Исходный текст -
Все это может показаться весьма теологическим, туманным и архаичным. И напрасно. Ибо человечество практически ставит для себя лишь те проблемы, которые оно уже решило в режиме воображаемого (в форме тайны или догмы). И теология (богопознание) является первой формой, в которую облекается антропология (познание человека) возвышенная, если угодно — мистифицированная, но проясняющая, и даже брутальная, так как она движется к сущностному. В данном случае медиология представляет собой такую же профанную христологию, как и другие разновидности христологии (или, если угодно, медиум, христологический диспозитив). Модель «Посредник в спасении» является перпендикулярной по отношению к тривиальным и светским планам.

   1)  Вначале нам возвещается, что ничто не передается само собой, что повсюду необходимы действующие посредники. Так, между любителями искусства и создателями произведений искусства наличествуют вкусовые посредники, каковыми являются критики (а также галеристы, хранители, школы изящных искусств и т. д.). Между верующими и Творцом имеются посредники Бога, каковы суть священники. Между слушателями и репертуаром есть музыкальные посредники, а именно — исполнители. Между гражданами и их городом есть посредники публичной жизни, имеются в виду политики. Между познанием и невеждами — посредники в знании, преподаватели. И так далее. Каждый новый медиум порождает новый тип медиаторов, например, Интернет вызвал к жизни Webmaster, который имеет тенденцию становиться кастой и, в свою очередь, создавать непрозрачность (Webmaster обладает возможностью издания, связи и цензуры).

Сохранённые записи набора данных
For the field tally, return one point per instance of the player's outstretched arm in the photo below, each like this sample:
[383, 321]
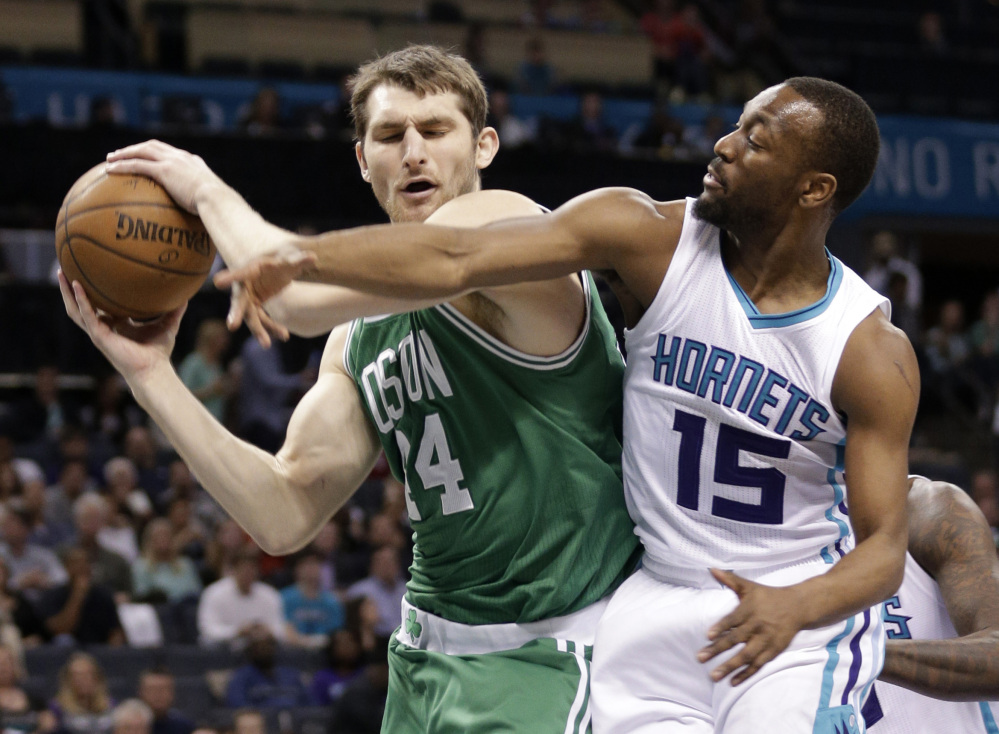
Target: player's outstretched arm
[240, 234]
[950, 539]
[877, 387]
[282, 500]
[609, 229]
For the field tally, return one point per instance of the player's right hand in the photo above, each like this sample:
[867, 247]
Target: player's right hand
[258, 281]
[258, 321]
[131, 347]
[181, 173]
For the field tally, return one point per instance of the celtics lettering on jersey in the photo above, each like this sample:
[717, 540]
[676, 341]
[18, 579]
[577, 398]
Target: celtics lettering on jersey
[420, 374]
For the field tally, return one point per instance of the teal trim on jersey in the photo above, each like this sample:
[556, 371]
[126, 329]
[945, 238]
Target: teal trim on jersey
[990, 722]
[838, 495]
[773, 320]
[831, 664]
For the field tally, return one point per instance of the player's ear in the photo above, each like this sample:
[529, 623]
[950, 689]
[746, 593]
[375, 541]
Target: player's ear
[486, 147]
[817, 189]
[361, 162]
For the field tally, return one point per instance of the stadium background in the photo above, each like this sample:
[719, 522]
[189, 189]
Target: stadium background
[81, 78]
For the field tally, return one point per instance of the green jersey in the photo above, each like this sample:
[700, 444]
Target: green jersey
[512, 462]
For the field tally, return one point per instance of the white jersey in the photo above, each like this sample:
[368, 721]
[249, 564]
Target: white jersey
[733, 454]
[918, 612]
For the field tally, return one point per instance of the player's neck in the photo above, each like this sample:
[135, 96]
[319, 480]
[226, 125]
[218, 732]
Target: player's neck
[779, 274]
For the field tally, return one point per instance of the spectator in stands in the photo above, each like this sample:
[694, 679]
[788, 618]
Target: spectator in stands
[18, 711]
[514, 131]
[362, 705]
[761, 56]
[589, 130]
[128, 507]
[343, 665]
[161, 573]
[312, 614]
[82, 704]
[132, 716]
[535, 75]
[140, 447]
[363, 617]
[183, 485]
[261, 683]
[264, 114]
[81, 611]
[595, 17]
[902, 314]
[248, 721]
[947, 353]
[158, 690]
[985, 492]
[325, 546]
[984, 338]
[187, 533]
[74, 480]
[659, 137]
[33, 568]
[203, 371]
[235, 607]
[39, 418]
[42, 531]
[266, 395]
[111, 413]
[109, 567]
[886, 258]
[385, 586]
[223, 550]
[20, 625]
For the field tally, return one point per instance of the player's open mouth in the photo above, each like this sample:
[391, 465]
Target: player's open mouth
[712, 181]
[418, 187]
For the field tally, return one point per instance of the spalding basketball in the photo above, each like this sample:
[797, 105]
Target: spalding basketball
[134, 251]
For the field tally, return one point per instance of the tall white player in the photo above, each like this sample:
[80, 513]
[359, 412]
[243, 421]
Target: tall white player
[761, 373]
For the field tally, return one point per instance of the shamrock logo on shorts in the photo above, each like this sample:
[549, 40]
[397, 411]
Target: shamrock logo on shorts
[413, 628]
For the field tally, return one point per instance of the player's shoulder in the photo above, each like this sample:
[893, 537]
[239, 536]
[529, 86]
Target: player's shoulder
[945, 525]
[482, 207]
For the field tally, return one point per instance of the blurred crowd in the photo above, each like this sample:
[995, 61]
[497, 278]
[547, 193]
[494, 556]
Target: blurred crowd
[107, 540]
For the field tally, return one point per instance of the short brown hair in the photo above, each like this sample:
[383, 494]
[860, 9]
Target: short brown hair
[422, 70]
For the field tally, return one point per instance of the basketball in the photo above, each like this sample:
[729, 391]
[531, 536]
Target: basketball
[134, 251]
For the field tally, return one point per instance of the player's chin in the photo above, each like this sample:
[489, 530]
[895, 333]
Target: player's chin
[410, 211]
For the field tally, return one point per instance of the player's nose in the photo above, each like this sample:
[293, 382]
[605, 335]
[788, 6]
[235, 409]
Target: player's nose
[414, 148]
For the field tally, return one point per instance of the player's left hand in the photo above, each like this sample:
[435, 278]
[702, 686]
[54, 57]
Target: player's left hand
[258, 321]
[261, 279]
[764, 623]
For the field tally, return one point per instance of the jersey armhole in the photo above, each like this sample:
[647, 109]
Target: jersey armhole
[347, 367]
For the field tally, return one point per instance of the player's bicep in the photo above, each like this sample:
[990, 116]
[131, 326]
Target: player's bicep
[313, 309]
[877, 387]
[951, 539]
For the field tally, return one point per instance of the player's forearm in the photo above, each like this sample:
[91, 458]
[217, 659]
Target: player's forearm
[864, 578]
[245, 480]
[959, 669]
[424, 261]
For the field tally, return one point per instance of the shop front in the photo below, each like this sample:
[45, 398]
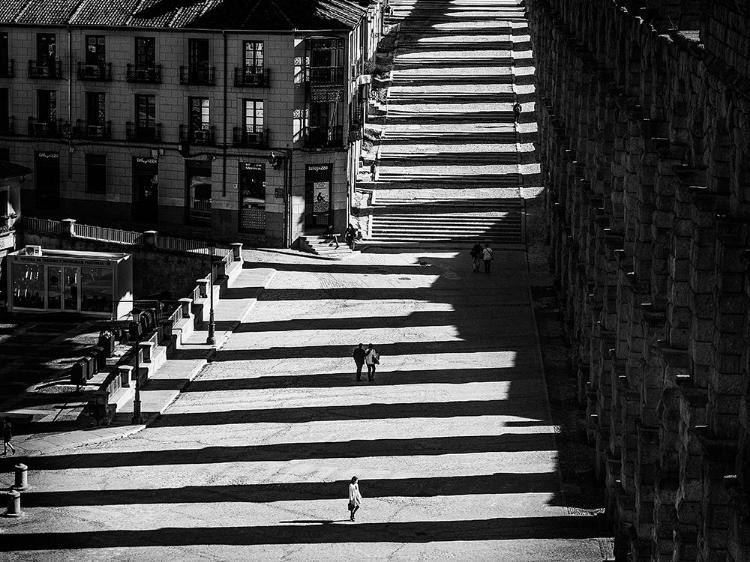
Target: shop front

Задания -
a) Кто, согласно отрывку о посредниках, выступает посредниками между верующими и Творцом?
b) Приведите ещё раз из отрывка о посредниках участок от «1)  Вначале нам» до «связи и цензуры).».
c) Назовите все виды посредников, которые в отрывке о посредниках введены конструкцией «между ... и ...».

Ответы -
a) Священники.

b)
1)  Вначале нам возвещается, что ничто не передается само собой, что повсюду необходимы действующие посредники. Так, между любителями искусства и создателями произведений искусства наличествуют вкусовые посредники, каковыми являются критики (а также галеристы, хранители, школы изящных искусств и т. д.). Между верующими и Творцом имеются посредники Бога, каковы суть священники. Между слушателями и репертуаром есть музыкальные посредники, а именно — исполнители. Между гражданами и их городом есть посредники публичной жизни, имеются в виду политики. Между познанием и невеждами — посредники в знании, преподаватели. И так далее. Каждый новый медиум порождает новый тип медиаторов, например, Интернет вызвал к жизни Webmaster, который имеет тенденцию становиться кастой и, в свою очередь, создавать непрозрачность (Webmaster обладает возможностью издания, связи и цензуры).

c) Вкусовые посредники, посредники Бога, музыкальные посредники, посредники публичной жизни, посредники в знании.